### Tareas escritas:
**a.** Responde, a partir del texto sobre los licores de frutas:
(i) ¿En qué años se pusieron de moda los licores de frutas?
(ii) ¿Qué película se menciona y en qué año se estrenó?
(iii) ¿Qué bebidas de los padres se citan?
**b.** Convierte en un CSV de dos columnas, «enunciado» y «respuesta», las entradas del ejercicio que van desde la línea que contiene "Annotation spec: tight bounding boxes, class = dry" hasta el final de las entradas, ambos extremos incluidos. Pon una fila por entrada, cada campo entre comillas y los saltos de línea cambiados por espacios.

### Texto del documento:
Hubo una generación celtíbera, hace unas cuatro décadas, que accedió a los placeres del alcohol a través de las resacas asesinas de los licores de frutas. Manzana, melocotón, pera y otros sabores de nombre natural y etiquetas tropicales se pusieron de moda en los años ochenta y principios de los noventa como explosiones pop. Chupitos y combinados fulgurantes, que siempre contenían algún supuesto derivado de la fruta y con los que la juventud trotaba las hormonas al ritmo de Modern Talking.

La culpa, como tantas cosas, fue de Tom Cruise, que también nos aficionó al billar, al dinero fácil y a los aviones de combate. Quienes nos criamos con la película Cocktail (Roger Donaldson, 1988) descubrimos una forma de beber más divertida que el brandy Fundador, el solysombra y el güisqui segoviano de nuestros padres, cuya rudeza arrasaba nuestras gargantas noveles. Con la fecha del DNI trampeada, las hombreras y el pelo engominado, accedimos a un acuapark alcohólico, azucarado y coloreado como una comedia romántica. “Un licor de manzana con mucho hielo, por favor”.

### Entradas del ejercicio:
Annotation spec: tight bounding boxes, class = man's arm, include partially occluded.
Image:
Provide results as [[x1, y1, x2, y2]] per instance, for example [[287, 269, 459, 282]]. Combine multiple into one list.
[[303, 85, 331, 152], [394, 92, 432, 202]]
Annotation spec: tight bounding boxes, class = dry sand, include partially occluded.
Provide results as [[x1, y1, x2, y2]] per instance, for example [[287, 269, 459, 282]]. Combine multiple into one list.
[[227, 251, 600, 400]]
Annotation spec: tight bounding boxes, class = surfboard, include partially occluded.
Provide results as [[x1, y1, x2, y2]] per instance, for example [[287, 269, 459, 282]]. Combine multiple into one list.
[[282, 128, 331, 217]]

### Lista de soluciones:
**a.**
(i) En los años ochenta y principios de los noventa.
(ii) Cocktail, de 1988.
(iii) El brandy Fundador, el solysombra y el güisqui segoviano.

**b.**
enunciado,respuesta
"Annotation spec: tight bounding boxes, class = dry sand, include partially occluded. Provide results as [[x1, y1, x2, y2]] per instance, for example [[287, 269, 459, 282]]. Combine multiple into one list.","[[227, 251, 600, 400]]"
"Annotation spec: tight bounding boxes, class = surfboard, include partially occluded. Provide results as [[x1, y1, x2, y2]] per instance, for example [[287, 269, 459, 282]]. Combine multiple into one list.","[[282, 128, 331, 217]]"